__Given text__:
>>>

From left to right: Jordan Sykes as Mister, King Hedley II’s friend, Cadessa Davis as Tonya, King’s wife, and Denise Folley as Ruby, King’s mother.

Marcus, who wrote She Echoes on the Vine, which was also performed at Jefferson School by the CPG, studied theater as an undergrad, and first met Scott-Jones while auditioning for a play that she was directing at Live Arts. That led to Marcus being cast as Bernice in the fall 2019 production of The Piano Lesson, and later as Black Mary in Gem of the Ocean.

“You can feel the weight of the historical context,” says Marcus about Wilson’s women. “Women did have a certain place that you can feel. A certain level of subservience, but also there is a magnetic presence that they have. They are still very highly valued and respected by the men and other folks in their community. But the way that they can use wisdom in the way that they want to get their point across, it’s not always in the loudest way or the most obvious way.”

King Hedley II, written in 1999 and set in the Reagan ’80s, speaks directly to the weight of history, the value of learning the past, and changing one’s circumstances for the better. Each character seeks something new in their lives, but are struck in painful ways by the legacies of people they love or the city they live in.

“[Tonya] is a woman who is looking for the confidence in her relationship, and trying to, a lot of times, reel her husband back in from making certain—probably not the best—choices in life,” says Cadessa Davis, who plays the title character’s wife in King Hedley II.

<<<

__Prompt 1__: From the text about King Hedley II, return the part that begins at the words "Marcus, who wrote" and stops after the words "of the Ocean.".
__Prompt 2__: According to the text about King Hedley II, in what year was the play written, and in what era is it set?
Rely only on the text about King Hedley II.

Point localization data
>>>

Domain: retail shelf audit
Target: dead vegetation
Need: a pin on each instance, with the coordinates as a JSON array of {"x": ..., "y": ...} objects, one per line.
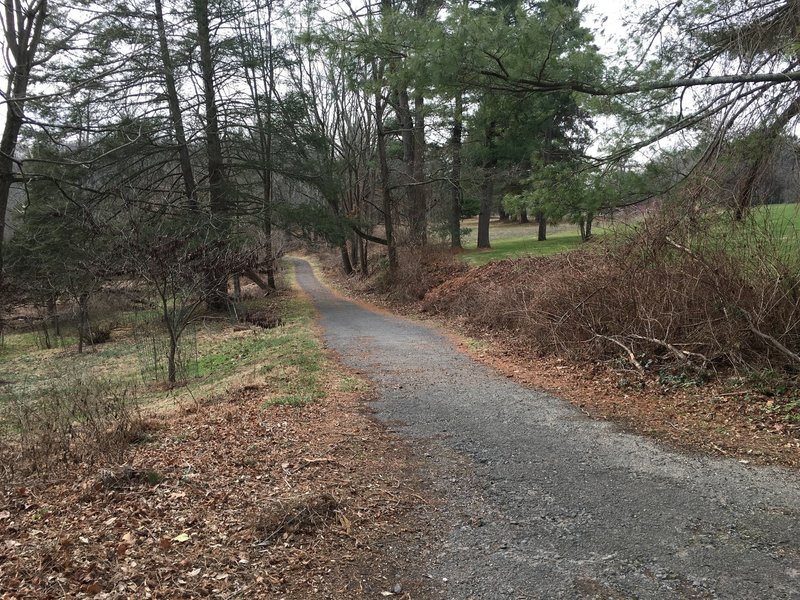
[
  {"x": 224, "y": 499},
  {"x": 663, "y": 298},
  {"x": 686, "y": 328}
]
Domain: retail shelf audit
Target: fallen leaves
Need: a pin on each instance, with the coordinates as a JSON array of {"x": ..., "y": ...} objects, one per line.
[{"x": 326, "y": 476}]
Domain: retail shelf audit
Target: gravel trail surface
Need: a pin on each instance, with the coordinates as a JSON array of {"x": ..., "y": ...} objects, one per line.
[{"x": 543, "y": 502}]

<<<

__Your solution 1__:
Marcus, who wrote She Echoes on the Vine, which was also performed at Jefferson School by the CPG, studied theater as an undergrad, and first met Scott-Jones while auditioning for a play that she was directing at Live Arts. That led to Marcus being cast as Bernice in the fall 2019 production of The Piano Lesson, and later as Black Mary in Gem of the Ocean.

__Your solution 2__: It was written in 1999 and is set in the Reagan ’80s.